Write the entries out again exactly as they stand, but without the pictures.

● ● ● ● ●

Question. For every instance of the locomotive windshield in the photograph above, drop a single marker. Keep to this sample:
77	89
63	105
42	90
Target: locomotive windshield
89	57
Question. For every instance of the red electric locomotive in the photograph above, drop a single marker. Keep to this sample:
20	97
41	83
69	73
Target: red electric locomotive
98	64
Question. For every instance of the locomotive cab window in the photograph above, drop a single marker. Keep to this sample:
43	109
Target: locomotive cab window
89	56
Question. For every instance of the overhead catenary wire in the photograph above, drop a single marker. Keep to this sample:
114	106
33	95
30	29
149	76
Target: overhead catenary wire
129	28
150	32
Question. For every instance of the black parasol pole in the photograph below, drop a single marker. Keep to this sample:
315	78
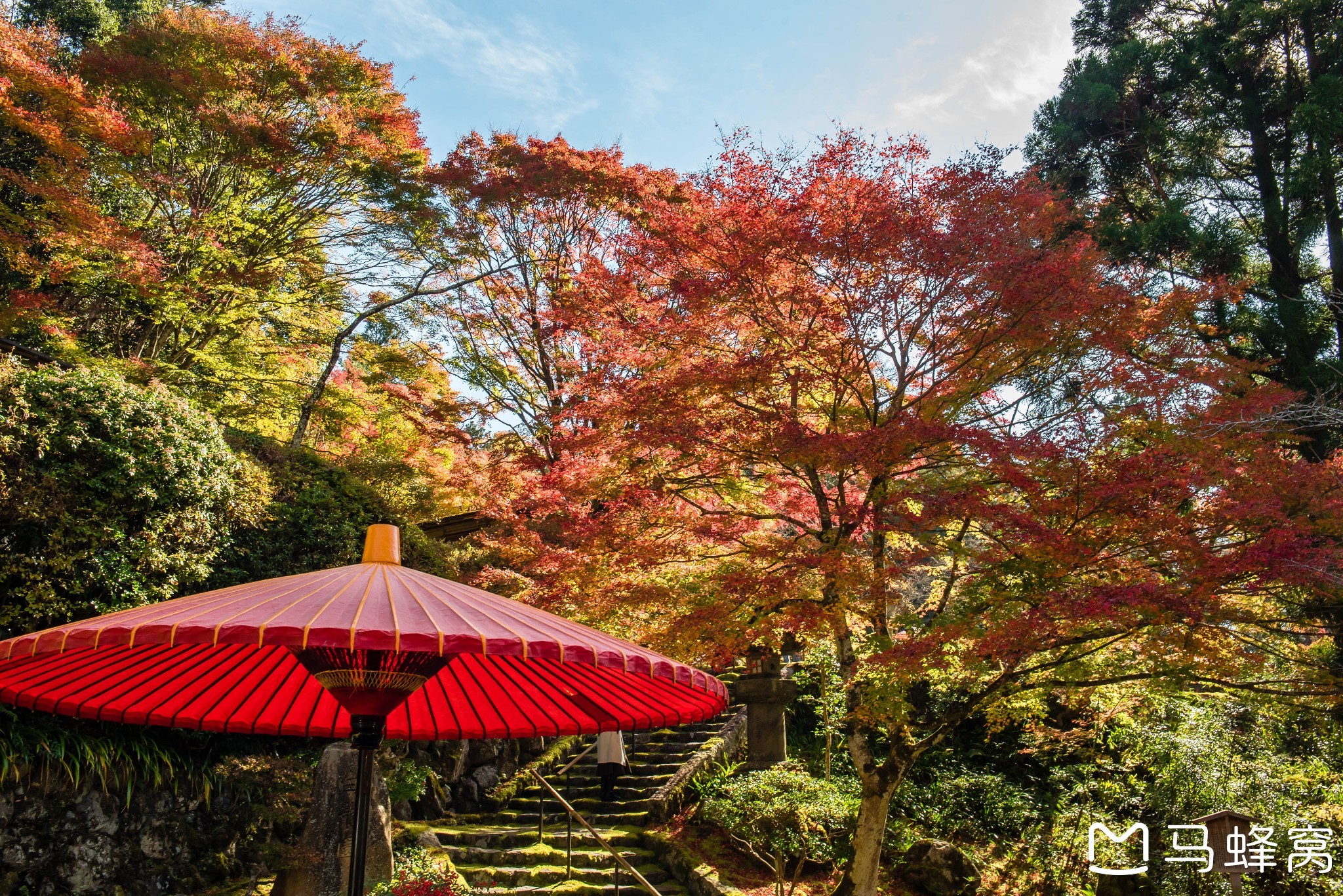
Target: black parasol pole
366	734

● ● ● ● ●

Completed task ▸
Question. For every instance of the locomotive windshield in the photograph above, drop a single marker. Keep to this sample:
77	89
63	105
42	90
Target: locomotive windshield
89	57
Question. For every instance of the red electric locomotive in the photograph above, drop a single marker. Keep to this sample:
20	97
41	83
69	73
Target: red electric locomotive
98	64
Question. For every instance of the locomotive cab window in the photograph above, drop a single marker. Keep to this sample:
43	109
Target: locomotive cab window
89	56
Question. For every instance of the overhead catenary wire in the photograph above, drop a single marker. Keep to this sample:
114	106
33	95
30	29
149	76
Target: overhead catenary wire
129	28
150	32
Question. For every instance of the black parasol pole in the photograph below, drop a single marker. Keep to this sample:
315	78
Target: black parasol pole
366	734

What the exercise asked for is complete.